== GIVEN INSTRUCTION ==
From the listing below, extract the lines starting at the one containing "notation: point(400, 62)." and ending at the one containing "point(233, 232)", both included, and reproduce them verbatim.

**** DATASET

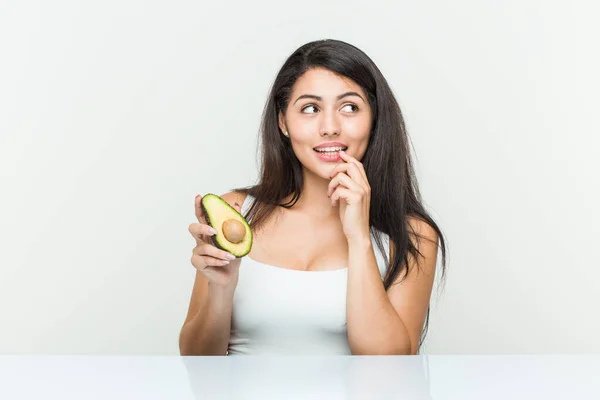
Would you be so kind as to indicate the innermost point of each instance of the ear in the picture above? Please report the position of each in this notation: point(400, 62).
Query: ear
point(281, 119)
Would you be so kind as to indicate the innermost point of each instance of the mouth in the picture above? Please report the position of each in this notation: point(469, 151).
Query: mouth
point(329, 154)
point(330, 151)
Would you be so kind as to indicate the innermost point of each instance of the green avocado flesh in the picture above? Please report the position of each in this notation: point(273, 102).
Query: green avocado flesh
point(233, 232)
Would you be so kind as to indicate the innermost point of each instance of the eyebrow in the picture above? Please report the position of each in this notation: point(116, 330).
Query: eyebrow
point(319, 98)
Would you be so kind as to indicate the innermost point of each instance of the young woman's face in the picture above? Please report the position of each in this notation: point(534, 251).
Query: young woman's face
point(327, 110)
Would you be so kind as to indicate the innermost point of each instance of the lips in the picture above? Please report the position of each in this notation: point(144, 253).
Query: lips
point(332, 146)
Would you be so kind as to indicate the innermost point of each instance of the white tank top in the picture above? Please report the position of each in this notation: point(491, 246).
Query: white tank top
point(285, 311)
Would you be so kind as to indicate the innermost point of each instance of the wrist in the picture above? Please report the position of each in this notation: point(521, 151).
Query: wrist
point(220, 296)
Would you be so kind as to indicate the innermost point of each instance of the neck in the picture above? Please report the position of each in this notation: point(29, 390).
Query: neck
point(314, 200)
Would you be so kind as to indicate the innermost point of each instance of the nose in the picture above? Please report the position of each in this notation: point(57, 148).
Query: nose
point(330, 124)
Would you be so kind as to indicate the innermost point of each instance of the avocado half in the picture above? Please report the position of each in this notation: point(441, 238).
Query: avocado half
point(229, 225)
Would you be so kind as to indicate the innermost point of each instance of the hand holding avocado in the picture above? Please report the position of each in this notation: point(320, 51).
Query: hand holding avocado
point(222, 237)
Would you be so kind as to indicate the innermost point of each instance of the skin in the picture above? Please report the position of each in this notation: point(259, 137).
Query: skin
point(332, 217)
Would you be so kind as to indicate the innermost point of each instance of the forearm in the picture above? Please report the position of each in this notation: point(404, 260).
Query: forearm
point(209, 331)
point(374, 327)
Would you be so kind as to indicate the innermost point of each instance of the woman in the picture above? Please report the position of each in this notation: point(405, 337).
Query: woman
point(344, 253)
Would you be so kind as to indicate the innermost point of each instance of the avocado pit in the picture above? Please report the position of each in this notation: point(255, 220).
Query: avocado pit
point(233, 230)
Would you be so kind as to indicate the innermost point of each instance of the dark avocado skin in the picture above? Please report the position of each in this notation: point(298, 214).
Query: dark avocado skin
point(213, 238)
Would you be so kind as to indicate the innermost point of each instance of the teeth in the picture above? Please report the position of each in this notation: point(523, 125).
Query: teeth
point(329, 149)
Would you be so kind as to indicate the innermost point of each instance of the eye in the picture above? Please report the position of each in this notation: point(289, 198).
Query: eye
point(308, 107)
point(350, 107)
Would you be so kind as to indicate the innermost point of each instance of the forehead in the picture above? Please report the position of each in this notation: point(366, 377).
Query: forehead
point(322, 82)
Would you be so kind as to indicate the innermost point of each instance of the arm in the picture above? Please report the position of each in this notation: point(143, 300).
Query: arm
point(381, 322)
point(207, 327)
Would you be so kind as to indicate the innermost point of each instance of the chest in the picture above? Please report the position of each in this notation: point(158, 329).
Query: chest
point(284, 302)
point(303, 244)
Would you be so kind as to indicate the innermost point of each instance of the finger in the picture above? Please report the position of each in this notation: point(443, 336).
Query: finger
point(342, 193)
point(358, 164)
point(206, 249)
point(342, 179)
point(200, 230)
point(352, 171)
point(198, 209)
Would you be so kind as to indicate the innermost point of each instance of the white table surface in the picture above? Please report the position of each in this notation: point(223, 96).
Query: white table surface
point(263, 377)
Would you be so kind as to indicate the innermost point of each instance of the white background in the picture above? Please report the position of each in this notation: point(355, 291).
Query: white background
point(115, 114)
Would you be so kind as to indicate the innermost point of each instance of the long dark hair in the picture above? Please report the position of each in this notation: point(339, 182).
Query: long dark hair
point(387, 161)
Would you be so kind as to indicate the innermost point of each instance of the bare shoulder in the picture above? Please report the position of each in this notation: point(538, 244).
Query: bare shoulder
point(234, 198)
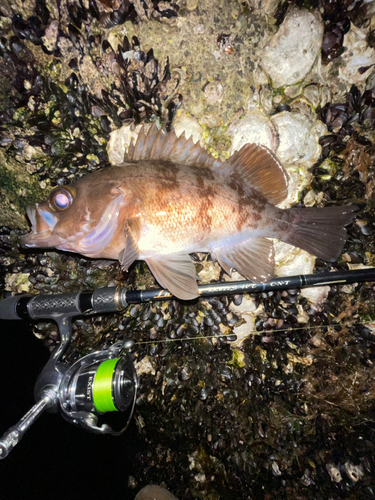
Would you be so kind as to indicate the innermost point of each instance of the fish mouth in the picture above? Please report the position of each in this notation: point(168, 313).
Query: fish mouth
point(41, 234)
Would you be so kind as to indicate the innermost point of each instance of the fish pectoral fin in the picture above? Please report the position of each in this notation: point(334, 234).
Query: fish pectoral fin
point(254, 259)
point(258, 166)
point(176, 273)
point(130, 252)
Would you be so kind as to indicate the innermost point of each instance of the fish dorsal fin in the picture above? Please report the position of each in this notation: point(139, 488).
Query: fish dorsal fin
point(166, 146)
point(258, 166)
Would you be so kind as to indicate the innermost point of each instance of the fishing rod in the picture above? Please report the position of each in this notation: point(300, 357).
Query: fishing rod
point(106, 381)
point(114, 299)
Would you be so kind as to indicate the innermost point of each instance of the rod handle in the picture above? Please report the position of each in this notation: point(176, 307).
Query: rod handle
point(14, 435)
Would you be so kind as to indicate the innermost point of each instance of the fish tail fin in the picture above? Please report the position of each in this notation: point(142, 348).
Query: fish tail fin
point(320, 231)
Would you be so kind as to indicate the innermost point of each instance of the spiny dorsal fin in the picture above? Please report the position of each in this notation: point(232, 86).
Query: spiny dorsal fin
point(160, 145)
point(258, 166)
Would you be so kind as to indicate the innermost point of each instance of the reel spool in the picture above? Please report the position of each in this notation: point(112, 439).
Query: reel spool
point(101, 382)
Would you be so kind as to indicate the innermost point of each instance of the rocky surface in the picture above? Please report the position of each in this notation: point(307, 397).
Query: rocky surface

********
**** DATASET

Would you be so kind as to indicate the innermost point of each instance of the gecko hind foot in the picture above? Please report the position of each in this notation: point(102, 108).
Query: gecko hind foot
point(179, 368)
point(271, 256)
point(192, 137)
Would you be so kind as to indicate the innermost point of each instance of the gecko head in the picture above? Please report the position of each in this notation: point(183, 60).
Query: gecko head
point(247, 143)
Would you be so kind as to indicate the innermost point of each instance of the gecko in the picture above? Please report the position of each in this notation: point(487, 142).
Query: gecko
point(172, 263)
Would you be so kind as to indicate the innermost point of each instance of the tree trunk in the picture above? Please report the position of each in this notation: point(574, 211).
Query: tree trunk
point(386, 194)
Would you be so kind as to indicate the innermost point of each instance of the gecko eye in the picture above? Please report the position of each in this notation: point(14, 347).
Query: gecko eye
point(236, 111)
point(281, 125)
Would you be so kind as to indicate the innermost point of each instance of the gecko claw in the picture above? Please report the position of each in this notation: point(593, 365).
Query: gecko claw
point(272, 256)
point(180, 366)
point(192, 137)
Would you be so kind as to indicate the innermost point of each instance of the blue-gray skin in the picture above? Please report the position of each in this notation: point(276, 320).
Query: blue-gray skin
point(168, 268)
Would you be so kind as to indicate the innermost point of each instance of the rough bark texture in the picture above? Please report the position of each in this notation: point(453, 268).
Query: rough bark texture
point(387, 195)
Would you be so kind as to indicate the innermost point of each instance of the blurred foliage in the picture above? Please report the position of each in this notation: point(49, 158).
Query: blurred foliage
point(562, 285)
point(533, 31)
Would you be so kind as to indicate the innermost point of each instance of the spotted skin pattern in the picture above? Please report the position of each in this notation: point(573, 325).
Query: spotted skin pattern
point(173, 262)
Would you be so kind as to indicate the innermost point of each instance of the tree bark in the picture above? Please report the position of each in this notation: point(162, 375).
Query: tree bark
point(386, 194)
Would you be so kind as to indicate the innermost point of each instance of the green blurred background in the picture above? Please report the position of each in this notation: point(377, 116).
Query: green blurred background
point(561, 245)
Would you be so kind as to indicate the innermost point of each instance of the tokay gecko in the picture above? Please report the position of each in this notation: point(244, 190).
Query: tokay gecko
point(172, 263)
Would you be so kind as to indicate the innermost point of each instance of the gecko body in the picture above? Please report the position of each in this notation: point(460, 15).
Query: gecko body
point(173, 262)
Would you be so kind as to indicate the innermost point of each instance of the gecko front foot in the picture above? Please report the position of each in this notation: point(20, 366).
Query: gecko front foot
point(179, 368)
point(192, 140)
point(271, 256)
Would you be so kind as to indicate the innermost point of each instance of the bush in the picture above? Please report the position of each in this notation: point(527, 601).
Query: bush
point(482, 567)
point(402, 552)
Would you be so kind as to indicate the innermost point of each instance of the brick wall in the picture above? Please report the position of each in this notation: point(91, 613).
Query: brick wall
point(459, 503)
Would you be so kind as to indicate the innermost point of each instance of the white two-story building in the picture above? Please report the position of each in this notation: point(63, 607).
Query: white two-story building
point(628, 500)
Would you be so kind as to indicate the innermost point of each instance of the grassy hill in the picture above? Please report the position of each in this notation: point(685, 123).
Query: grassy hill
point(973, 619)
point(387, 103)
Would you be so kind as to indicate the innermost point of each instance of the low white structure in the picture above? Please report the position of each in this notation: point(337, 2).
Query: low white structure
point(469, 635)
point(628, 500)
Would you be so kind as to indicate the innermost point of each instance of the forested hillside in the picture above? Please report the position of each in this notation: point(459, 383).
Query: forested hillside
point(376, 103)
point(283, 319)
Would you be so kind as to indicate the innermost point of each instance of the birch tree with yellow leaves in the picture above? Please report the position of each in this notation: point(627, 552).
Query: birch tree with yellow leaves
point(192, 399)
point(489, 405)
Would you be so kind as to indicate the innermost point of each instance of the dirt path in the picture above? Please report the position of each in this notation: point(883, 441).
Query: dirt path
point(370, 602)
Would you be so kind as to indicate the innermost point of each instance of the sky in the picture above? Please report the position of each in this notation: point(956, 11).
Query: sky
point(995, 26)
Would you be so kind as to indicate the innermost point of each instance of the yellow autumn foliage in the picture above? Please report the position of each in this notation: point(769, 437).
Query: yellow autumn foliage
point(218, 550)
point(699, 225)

********

== TASK ANSWER ==
Would you be so kind as to indicate the innermost point of each instance of the ear in the picture above? Please report the position of each in this notation: point(400, 62).
Query: ear
point(281, 119)
Would you be so kind as to indicate the innermost point of each instance of the mouth in the picture above? Please report the position of each in this notation: point(469, 151).
Query: mouth
point(329, 154)
point(330, 151)
Would you be so kind as to indicate the innermost point of each instance of the green avocado flesh in the picture above? Please report the position of each in this notation: point(273, 102).
Query: green avocado flesh
point(233, 232)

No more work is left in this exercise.